- _TASKS TO PERFORM_
• A. Copy from the court opinion below the stretch from "The facts relevant" through "the trial court.".
• B. Based on the court opinion below, are these statements correct? Answer each with yes or no, and quote the words that settle it. (i) The judgment for dissolution of marriage was entered in Du Page County. (ii) The judgment for dissolution of marriage was enrolled in the circuit court of Du Page County on May 8, 1986. (iii) Under the November 25, 1987, agreement, Susan Moller-Nielsen was to pay the taxes on the sums she received.
• C. According to the court opinion below, why was Mark's military pension left out of the marital settlement agreement incorporated into the 1985 judgment?

IN RE MARRIAGE OF NEILSEN AND MAGRINI

Decision Date11 July 2003
Docket NumberNo. 2-02-0442.,2-02-0442.
Citation275 Ill.Dec. 369,792 N.E.2d 844,341 Ill. App.3d 863
PartiesIn re MARRIAGE OF Susan NIELSEN, f/k/a Susan Moller-Nielsen, f/k/a Susan Magrini, Petitioner-Appellee, and Mark Louis MAGRINI, Respondent-Appellant.
CourtUnited States Appellate Court of Illinois

Robin R. Miller, DaRosa & Miller, Wheaton, for Mark Louis Magrini. Roger H. Kelly, Law Offices of Zachary M. Bravos, Wheaton, for Susan Nielsen.

Justice GILLERAN JOHNSON delivered the opinion of the court:

The respondent, Mark Magrini, appeals from the November 3, 2000, and April 30, 2002, orders of the circuit court of Du Page County, awarding the petitioner, Susan Nielsen, a portion of his military disability benefits. We affirm in part and reverse in part and remand the cause for additional proceedings.

The facts relevant to the disposition of this case are as follows. The parties' judgment for dissolution of marriage was entered on April 1, 1985, in Clarion County, Pennsylvania. On May 8, 1986, the judgment for dissolution of marriage was enrolled in the circuit court of Du Page County. The judgment for dissolution of marriage incorporated a marital settlement agreement dated August 6, 1984. The parties could not reach an agreement concerning Mark's military pension at that time, however, and expressly reserved that issue for a future determination by the trial court.

On November 25, 1987, the parties subsequently entered into an agreed order concerning Mark's military pension. The November 25, 1987, agreement provided as follows:

"The military pension of Mark Louis Magrini shall be distributed 25% to Susan Moller-Nielsen, 75% to Mark Louis Magrini to be paid if and when said pension is received. Said 25% shall be paid directly to Susan Moller-Nielsen pursuant to the provisions of 71 U.S.C. 10, Section 1408 and shall be 25% of the gross retired or retainer pay due Mark Louis Magrini * * *, Susan Moller-Nielsen to include in her income and pay all taxes on any sums received."

- _DATA SHOWN_

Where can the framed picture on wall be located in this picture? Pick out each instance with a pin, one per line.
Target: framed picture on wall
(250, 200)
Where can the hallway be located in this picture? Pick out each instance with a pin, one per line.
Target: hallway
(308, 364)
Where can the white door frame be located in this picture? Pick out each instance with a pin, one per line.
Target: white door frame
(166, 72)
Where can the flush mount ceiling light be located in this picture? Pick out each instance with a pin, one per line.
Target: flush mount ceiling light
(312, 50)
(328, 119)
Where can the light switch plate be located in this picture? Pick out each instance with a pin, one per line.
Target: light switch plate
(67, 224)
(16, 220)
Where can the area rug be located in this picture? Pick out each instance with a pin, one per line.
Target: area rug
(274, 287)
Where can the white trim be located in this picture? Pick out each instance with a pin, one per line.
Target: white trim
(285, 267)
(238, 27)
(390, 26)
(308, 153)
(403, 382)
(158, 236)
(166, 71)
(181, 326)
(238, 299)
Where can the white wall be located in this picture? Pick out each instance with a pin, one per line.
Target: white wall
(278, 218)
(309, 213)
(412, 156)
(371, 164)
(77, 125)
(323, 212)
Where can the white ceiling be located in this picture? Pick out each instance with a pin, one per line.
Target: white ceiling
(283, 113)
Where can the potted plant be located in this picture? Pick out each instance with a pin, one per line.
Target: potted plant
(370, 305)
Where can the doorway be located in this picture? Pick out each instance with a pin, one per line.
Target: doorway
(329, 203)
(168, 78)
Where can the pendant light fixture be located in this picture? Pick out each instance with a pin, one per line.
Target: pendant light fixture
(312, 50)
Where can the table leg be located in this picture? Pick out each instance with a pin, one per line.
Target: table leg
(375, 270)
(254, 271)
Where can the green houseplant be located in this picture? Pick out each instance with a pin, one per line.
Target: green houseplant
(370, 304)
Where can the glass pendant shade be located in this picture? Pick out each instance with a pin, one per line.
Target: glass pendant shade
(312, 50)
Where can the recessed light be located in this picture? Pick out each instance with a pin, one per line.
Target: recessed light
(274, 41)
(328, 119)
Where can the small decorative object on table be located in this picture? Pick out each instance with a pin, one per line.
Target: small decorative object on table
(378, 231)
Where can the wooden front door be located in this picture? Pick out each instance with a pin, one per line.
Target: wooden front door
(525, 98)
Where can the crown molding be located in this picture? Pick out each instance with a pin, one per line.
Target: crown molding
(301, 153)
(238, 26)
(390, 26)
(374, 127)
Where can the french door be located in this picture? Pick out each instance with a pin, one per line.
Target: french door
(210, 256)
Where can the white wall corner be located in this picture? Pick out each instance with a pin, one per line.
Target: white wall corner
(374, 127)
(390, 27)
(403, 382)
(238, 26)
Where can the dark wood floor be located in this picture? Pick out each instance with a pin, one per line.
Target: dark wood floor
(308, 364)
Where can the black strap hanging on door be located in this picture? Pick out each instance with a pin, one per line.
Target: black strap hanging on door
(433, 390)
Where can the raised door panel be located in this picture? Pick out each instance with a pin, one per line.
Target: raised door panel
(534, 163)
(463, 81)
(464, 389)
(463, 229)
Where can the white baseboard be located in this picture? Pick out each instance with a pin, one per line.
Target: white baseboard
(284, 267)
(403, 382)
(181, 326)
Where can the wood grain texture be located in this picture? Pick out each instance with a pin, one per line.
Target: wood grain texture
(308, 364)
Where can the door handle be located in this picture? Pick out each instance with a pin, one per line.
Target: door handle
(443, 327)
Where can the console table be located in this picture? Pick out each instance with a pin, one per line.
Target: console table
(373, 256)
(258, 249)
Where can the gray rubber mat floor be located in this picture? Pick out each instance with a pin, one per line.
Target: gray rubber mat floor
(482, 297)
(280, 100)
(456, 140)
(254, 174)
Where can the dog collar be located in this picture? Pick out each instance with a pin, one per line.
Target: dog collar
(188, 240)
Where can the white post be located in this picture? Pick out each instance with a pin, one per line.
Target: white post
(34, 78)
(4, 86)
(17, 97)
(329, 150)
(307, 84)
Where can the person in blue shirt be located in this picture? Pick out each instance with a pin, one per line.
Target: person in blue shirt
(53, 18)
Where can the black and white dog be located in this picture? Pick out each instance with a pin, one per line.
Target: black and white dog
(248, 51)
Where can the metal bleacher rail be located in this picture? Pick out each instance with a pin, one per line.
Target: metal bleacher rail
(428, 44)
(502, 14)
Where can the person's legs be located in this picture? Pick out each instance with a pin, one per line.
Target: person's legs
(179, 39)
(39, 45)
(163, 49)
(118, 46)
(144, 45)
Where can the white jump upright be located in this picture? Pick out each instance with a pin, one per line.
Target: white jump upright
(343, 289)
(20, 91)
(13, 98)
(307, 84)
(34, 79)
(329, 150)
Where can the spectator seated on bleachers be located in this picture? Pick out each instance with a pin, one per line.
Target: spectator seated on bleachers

- _THE REPLIES_
• A.
The facts relevant to the disposition of this case are as follows. The parties' judgment for dissolution of marriage was entered on April 1, 1985, in Clarion County, Pennsylvania. On May 8, 1986, the judgment for dissolution of marriage was enrolled in the circuit court of Du Page County. The judgment for dissolution of marriage incorporated a marital settlement agreement dated August 6, 1984. The parties could not reach an agreement concerning Mark's military pension at that time, however, and expressly reserved that issue for a future determination by the trial court.

• B.
(i) No: "entered on April 1, 1985, in Clarion County, Pennsylvania."
(ii) Yes: "On May 8, 1986, the judgment for dissolution of marriage was enrolled in the circuit court of Du Page County."
(iii) Yes: "Susan Moller-Nielsen to include in her income and pay all taxes on any sums received."

• C. The parties could not reach an agreement on Mark's military pension at that time. They therefore expressly reserved the issue for a future determination by the trial court, and the matter was later settled in the agreed order of November 25, 1987.